Request 1 ::
In the essay on following Jesus, what slogan does the writer imagine printed on the T-shirt?
Request 2 ::
Reproduce word for word the stretch of the essay on following Jesus from "I would do without" through "doesn’t use coupons.".

Start of Supplied text

In the beginning, this is what I thought the cost of following Jesus would be:
I would embrace my inner frump, becoming one of those old women who are free from the tyranny of fashion, one of those women who wear the bad kind of Aztec patterns (short vest, pleated pants) not the currently hip kind. I would be so fair-trade, sweatshop free, eco-friendly, and social-justice oriented that I would convict and inspire people as I walked down the street (smelling faintly of patchouli and wearing a STOP GENOCIDE NOW T-shirt). Note: this fantasy stopped just short of me wearing granny glasses.
I would become an organic locavore, raging against the industrial food machine. I thought about eating lentils, learning how to cook kale and beets and parsnips and quinoa. How much better I would feel, eating only happy chickens and cows!
I would do without so others could have more. I thought about never having cable and never having a gym membership and never going to a restaurant that doesn’t use coupons.
I thought about actually living in solidarity with the poor, of being a radical obsessed with downward mobility. I thought: moving into low-income housing will be fun! We will become the heroes and best friends of everyone in the complex, our door will constantly be revolving with streams of children looking for a warm environment for homework help, refugees learning English while laughing and drinking tea, people popping in to borrow sugar or drop off cookies. Everyone would love us.

End of Supplied text
Start of Raw data

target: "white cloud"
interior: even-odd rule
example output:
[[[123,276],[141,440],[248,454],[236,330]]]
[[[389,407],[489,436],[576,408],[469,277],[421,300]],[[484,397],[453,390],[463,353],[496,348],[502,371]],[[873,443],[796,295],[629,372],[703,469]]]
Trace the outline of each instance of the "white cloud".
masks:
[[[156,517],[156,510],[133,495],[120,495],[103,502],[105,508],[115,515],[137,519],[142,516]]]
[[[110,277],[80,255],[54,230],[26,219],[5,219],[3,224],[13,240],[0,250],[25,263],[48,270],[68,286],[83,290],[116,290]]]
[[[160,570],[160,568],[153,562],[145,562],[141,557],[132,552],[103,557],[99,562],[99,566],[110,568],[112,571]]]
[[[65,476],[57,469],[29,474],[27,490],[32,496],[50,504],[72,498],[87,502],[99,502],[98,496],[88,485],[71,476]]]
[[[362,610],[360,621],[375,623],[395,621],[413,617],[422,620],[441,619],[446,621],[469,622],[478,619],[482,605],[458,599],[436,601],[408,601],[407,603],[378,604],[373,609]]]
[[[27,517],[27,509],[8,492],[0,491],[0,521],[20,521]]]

End of Raw data

Response 1 ::
STOP GENOCIDE NOW

Response 2 ::
I would do without so others could have more. I thought about never having cable and never having a gym membership and never going to a restaurant that doesn’t use coupons.